§ Extract:
-----

This lesson is being piloted (Beta version)

Calculating Many-Body Potentials

Overview

Teaching: 20 min
Exercises: 5 min
Questions
  • How to speed up calculation leveraging both OpenMP and SIMD instructions

Objectives
  • Learn using automatic vectorization in Intel and GCC compilers

  • Learn about the schedule clause

The Algorithm

To compute total electrostatic potential energy we need to sum interactions between all pairs of charges:

\[E = \sum\frac{charge_i*charge_j}{distance_{i,j}}\]

Let’s consider a simple nano crystal particle with a cubic structure.

Let’s start with the following serial code:

#include <stdio.h>
#include <stdlib.h>
#include <time.h>
#include <math.h>

int main(int argc, char **argv)
{
	struct timespec ts_start, ts_end;
	float time_total;
	int n = 60;	/* number of atoms per side */
	int n_charges = n * n * n; /* total number of charges */
	float a = 0.5; /* lattice constant a (a=b=c) */
	float *q; /* array of charges */
	float *x, *y, *z; /* x,y,z coordinates */
	float dx, dy, dz, dist; /* temporary  pairwise distances */
	double Energy = 0.0; /* potential energy */
	int i, j, k;

	q = malloc(n_charges * sizeof(float));
	x = malloc(n_charges * sizeof(float));
	y = malloc(n_charges * sizeof(float));
	z = malloc(n_charges * sizeof(float));
	/* Seed random number generator */
	srand(111);
	/* initialize coordinates and charges */
	int l = 0;
	for (i = 0; i < n; i++)

-----

Please carry on the many-body potentials lesson above from its last line, continuing the serial C code after "for (i = 0; i < n; i++)".

§ Source excerpt:
-----

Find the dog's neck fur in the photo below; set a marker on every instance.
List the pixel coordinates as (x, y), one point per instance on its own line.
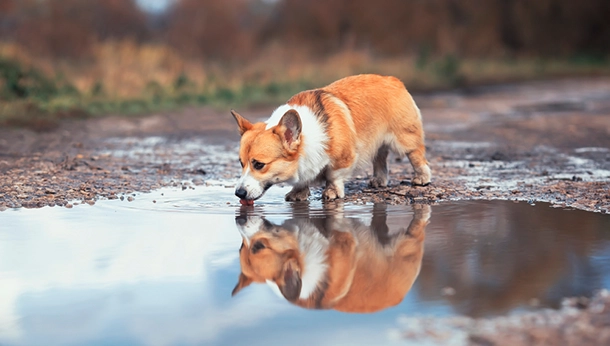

-----

§ Output below:
		for (j = 0; j < n; j++)
			for (k = 0; k < n; k++)
			{
				x[l] = i * a;
				y[l] = j * a;
				z[l] = k * a;
				/* Generate random numbers between -5 and 5 */
				q[l] = 10 * ((double)random() / (double)RAND_MAX - 0.5);
				l++;
			}

	/* Calculate sum of all pairwise interactions: q[i]*q[j]/dist[i,j] */
	clock_gettime(CLOCK_MONOTONIC, &ts_start);
	for (i = 0; i < n_charges; i++)
	{
		for (j = i + 1; j < n_charges; j++)
		{
			dx = x[i] - x[j];
			dy = y[i] - y[j];
			dz = z[i] - z[j];
			dist = sqrt(dx * dx + dy * dy + dz * dz);
			Energy += q[i] * q[j] / dist;
		}
	}
	clock_gettime(CLOCK_MONOTONIC, &ts_end);
	time_total = (ts_end.tv_sec - ts_start.tv_sec) * 1e9 + (ts_end.tv_nsec - ts_start.tv_nsec);
	printf("\nTotal time is %f ms, Energy is %.3f\n", time_total / 1e6, Energy * 1e-4);
}

elect_energy_serial.c

Our goal is to speed up calculation leveraging OpenMP and SIMD instructions (vectorization).

Performance Considerations

Serial Performance

First we need to compile the serial version to use as a reference for calculation of parallel scaling. For this section we will use Intel compiler.

Using the Auto-vectorizer in Intel Compilers

At optimization levels -O2 or higher Intel compiler automatically tries to vectorize code. To compile an unvectorized version with the same optimization level we need to turn off auto vectorization.

How do we know if compiler was able to vectorize any loops?

For this we will use a couple of new compiler options:

module load intel/2022.1.0
icc -qopt-report=1 -qopt-report-phase=vec -O3 -no-vec elect_energy_serial.c 
srun -c1 ./a.out

Intel compiler does not print optimization information on screen, it creates optimization report *.optrpt files.

Optimization report saved in the file elect_energy.optrpt indicates that our main nested for loops computing potential energy at lines 42 and 44 are not vectorized:

LOOP BEGIN at elect_energy.c(42,2)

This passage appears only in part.